> **Short task**:
Arrange the stretch of the data below, from the line containing "For this exercise we mark the blue" through the line containing "[(52, 178), (56, 178)]", as a Markdown table with columns Row and Line. Number each line in order, and leave out any blank lines.

Point labeling data:
◆ ◆ ◆ ◆ ◆
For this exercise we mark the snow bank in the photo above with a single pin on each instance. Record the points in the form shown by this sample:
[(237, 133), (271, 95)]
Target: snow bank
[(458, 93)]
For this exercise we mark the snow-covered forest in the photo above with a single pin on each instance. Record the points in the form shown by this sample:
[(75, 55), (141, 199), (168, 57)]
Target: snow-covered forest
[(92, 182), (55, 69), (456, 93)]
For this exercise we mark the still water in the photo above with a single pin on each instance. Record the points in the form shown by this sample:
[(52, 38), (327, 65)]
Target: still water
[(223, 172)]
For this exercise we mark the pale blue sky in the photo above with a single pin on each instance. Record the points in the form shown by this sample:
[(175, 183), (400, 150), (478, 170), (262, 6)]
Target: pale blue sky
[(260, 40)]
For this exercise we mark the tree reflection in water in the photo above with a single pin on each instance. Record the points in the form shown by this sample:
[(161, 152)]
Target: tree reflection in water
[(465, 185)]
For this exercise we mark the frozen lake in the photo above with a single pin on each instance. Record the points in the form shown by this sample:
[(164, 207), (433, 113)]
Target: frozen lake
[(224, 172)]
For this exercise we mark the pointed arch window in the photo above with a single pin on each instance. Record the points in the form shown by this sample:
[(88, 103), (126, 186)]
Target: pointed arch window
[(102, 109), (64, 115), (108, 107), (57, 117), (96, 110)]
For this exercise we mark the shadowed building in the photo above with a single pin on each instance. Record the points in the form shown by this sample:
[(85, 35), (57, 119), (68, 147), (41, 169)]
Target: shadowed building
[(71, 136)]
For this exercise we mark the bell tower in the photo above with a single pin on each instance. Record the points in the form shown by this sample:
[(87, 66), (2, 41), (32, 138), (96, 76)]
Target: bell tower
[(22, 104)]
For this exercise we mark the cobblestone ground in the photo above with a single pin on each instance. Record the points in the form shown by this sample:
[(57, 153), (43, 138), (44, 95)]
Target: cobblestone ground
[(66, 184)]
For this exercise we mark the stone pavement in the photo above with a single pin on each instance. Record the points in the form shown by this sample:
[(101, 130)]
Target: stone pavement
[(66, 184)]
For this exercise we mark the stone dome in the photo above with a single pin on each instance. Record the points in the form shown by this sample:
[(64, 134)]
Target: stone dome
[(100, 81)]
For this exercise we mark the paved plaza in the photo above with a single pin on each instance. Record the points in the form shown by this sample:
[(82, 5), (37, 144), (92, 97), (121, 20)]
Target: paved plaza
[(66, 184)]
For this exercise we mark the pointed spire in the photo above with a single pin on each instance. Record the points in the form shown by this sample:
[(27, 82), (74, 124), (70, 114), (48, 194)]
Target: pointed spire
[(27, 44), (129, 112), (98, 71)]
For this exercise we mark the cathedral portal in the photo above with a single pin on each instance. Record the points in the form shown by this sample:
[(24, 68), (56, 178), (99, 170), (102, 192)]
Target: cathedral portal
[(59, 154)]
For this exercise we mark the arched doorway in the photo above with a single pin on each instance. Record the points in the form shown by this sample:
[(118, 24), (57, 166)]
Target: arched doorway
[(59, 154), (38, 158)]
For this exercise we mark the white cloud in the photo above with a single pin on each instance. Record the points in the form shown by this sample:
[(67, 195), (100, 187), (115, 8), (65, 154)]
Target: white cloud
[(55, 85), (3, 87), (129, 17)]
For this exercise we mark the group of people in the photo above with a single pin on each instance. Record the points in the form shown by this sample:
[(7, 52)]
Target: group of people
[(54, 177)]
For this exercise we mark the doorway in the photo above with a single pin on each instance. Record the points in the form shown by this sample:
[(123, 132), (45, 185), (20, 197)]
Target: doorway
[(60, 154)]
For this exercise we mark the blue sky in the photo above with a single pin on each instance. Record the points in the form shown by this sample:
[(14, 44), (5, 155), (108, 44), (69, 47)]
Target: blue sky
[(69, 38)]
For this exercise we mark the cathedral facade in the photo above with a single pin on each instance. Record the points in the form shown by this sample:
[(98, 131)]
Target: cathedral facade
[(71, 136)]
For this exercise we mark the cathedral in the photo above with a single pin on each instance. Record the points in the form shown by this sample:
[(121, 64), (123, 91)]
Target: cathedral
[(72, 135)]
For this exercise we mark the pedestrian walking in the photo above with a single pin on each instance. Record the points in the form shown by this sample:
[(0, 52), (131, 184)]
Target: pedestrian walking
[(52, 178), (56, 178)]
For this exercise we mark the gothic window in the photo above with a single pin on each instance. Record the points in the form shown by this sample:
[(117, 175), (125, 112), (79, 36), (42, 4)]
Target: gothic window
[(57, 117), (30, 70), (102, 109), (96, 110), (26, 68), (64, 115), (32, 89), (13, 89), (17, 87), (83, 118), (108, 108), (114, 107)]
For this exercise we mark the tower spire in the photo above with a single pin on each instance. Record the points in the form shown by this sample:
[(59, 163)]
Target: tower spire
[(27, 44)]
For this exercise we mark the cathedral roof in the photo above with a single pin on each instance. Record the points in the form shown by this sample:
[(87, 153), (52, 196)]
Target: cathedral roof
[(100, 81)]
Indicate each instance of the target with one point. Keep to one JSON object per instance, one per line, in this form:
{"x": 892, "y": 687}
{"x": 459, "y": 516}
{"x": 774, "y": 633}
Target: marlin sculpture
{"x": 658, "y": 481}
◆ ◆ ◆ ◆ ◆
> **Response**:
| Row | Line |
|---|---|
| 1 | For this exercise we mark the blue sky in the photo above with a single pin on each instance. Record the points in the form shown by this sample: |
| 2 | [(14, 44), (5, 155), (108, 44), (69, 47)] |
| 3 | Target: blue sky |
| 4 | [(69, 38)] |
| 5 | For this exercise we mark the cathedral facade in the photo above with a single pin on each instance. Record the points in the form shown by this sample: |
| 6 | [(98, 131)] |
| 7 | Target: cathedral facade |
| 8 | [(71, 136)] |
| 9 | For this exercise we mark the cathedral in the photo above with a single pin on each instance. Record the points in the form shown by this sample: |
| 10 | [(121, 64), (123, 91)] |
| 11 | Target: cathedral |
| 12 | [(72, 135)] |
| 13 | For this exercise we mark the pedestrian walking in the photo above with a single pin on each instance. Record the points in the form shown by this sample: |
| 14 | [(0, 52), (131, 184)] |
| 15 | Target: pedestrian walking |
| 16 | [(52, 178), (56, 178)] |